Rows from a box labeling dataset
####################

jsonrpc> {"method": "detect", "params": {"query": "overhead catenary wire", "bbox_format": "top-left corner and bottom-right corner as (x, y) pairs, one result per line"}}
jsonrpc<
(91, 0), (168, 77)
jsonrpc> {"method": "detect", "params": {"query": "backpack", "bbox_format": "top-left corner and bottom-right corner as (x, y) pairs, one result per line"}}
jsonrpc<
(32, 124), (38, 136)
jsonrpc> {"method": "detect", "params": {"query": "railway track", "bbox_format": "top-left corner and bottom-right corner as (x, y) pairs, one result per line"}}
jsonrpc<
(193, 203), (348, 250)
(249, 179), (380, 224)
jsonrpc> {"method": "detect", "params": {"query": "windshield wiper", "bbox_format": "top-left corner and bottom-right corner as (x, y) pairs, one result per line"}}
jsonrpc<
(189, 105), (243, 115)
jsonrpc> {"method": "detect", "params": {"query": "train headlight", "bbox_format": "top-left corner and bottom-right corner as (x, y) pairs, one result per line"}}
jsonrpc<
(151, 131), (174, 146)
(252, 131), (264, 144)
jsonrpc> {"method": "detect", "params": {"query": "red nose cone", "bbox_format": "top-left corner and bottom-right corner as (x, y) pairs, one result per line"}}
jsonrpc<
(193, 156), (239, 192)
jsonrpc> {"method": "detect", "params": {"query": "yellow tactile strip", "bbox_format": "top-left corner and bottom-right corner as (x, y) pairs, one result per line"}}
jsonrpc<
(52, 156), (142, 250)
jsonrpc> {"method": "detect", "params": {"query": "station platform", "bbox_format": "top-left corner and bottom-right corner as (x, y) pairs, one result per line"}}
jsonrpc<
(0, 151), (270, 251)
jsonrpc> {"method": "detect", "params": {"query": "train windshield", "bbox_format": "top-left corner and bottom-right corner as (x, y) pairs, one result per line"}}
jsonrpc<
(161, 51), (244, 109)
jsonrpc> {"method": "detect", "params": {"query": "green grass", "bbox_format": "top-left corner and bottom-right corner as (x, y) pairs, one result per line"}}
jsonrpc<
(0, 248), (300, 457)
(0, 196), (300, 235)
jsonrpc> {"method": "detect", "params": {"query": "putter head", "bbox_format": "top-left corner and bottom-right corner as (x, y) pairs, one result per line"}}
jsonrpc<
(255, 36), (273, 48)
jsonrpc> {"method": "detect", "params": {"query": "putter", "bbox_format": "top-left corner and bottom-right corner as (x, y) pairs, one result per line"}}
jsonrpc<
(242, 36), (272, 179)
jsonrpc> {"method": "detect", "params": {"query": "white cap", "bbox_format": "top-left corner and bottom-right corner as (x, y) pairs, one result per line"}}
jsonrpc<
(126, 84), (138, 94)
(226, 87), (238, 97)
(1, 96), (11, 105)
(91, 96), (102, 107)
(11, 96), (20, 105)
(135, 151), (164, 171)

####################

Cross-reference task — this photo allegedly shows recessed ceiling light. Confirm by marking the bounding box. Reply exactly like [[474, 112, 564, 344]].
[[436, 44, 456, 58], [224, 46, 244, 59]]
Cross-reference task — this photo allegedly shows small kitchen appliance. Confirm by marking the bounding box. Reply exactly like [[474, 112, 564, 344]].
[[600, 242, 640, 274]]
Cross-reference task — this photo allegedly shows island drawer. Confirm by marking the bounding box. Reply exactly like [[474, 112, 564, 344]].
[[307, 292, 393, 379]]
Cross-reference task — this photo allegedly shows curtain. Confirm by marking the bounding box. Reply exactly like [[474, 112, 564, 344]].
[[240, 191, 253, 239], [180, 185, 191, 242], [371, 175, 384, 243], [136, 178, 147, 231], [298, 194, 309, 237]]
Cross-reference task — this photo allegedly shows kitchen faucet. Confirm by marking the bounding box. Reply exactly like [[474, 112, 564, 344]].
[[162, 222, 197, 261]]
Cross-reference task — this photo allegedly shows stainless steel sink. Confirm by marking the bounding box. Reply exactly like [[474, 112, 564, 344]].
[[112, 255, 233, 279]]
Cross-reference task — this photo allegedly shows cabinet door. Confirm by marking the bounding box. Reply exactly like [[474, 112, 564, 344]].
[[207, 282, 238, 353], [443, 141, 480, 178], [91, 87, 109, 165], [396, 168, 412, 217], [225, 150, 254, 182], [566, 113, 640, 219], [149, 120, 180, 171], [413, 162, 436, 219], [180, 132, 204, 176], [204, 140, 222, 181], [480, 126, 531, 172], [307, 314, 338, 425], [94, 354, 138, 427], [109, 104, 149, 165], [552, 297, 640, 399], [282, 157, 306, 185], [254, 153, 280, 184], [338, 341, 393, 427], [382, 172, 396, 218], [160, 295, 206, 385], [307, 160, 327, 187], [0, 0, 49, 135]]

####################

**EXERCISE TASK:**
Please locate every line in the entries above that contains the word "kitchen" and copy each of those lines. Case counts.

**RESPONSE TO THIS EXERCISE:**
Cross-reference task — this photo allegedly shows small kitchen appliance. Confirm by marking the bounding box. Reply exactly like [[474, 112, 564, 344]].
Cross-reference task — this photo allegedly shows kitchen faucet. Confirm by marking the bounding box. Reply exactly like [[474, 112, 564, 344]].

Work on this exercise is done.